* What you need to do
The line that holds "Expected output, for every instance of the orange" marks the start. Return it and each following line through the end of the data, unchanged.
= = = = =
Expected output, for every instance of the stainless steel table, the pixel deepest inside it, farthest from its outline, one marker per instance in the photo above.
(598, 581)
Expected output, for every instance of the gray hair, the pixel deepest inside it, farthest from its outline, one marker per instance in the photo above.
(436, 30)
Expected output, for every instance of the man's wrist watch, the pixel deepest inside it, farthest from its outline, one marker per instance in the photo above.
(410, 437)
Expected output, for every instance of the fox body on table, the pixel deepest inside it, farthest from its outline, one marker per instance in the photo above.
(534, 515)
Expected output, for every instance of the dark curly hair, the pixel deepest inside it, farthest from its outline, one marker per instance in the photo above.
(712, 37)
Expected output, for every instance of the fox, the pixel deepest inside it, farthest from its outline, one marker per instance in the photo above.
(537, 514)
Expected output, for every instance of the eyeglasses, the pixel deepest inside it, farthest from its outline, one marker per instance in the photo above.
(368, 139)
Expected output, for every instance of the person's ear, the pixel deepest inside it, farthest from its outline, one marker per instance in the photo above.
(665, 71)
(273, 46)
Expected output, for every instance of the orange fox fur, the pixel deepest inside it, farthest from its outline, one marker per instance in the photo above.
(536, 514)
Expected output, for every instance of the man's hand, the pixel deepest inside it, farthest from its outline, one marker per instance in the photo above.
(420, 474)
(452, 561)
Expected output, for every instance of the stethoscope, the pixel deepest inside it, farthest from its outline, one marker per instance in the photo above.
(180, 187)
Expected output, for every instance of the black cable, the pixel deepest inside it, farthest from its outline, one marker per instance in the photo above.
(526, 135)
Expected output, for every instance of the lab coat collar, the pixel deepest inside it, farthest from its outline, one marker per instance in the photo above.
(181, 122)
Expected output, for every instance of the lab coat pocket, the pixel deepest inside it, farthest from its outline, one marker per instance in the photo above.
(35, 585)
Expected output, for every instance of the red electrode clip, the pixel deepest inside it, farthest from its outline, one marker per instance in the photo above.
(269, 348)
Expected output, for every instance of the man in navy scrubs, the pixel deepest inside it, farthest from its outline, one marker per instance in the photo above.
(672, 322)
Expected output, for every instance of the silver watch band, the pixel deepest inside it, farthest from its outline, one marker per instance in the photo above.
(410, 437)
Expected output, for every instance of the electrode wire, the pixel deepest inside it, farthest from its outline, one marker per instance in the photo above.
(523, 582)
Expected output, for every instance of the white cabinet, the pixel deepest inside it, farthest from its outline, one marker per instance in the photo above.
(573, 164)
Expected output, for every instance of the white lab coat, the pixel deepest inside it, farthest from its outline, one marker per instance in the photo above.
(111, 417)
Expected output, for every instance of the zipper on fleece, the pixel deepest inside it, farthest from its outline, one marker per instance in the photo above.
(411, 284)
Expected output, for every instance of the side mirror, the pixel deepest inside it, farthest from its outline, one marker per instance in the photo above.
= = = = =
* Exercise answer
Expected output, for every instance of the orange fox fur, the pixel deepest inside it, farthest from its outline, one marker per instance in the photo above.
(536, 514)
Expected output, for every instance of the man's hand, the pixel deepest inside it, farthest from its outline, one marker per instance in the photo above.
(420, 474)
(452, 561)
Expected output, for every instance of the stethoscope, the pixel deepest inside it, farthest from its outline, one marker per instance in the photo above.
(180, 187)
Expected output, for every instance of the black cable, the pixel deepest inside it, farthest from its outline, one marker per instance in the photo above.
(526, 135)
Expected output, for every instance of the lab coat collar, the pixel deepest inside it, farthest from its outline, one marker per instance in the photo above.
(181, 122)
Expected output, for every instance of the lab coat pocket, the pixel deepest inside it, farthest from its outline, one marker per instance in the photo above.
(35, 585)
Expected output, for every instance of the red electrode clip, the pixel deepest inside it, farthest from its outline, one marker per instance in the photo above.
(269, 348)
Expected output, for every instance of the man in navy scrubs, the pixel deepest inside it, farthest from its outline, one marker per instance in the photo above.
(672, 322)
Expected output, for every instance of the silver watch band, the pixel deepest inside it, farthest from its outline, one marker per instance in the photo above.
(410, 437)
Expected output, for every instance of the electrode wire, the pixel deepest inside it, farthest from its outline, one marker per instance in the photo above.
(523, 582)
Expected output, for every instance of the white cabinet, the pixel deepest inside it, farthest from its outline, one marker per instance in the photo above.
(573, 164)
Expected output, for every instance of the white lab coat, the pixel deepest inside it, farthest from its outline, one marker per instance in the photo above.
(111, 417)
Expected output, for every instance of the zipper on fleece, the pixel deepest inside it, farthest from its outline, one marker per instance in the photo above.
(411, 284)
Expected output, for every instance of the side mirror, the pixel deepest inside it, farthest from its outline, one marker per instance in the photo above.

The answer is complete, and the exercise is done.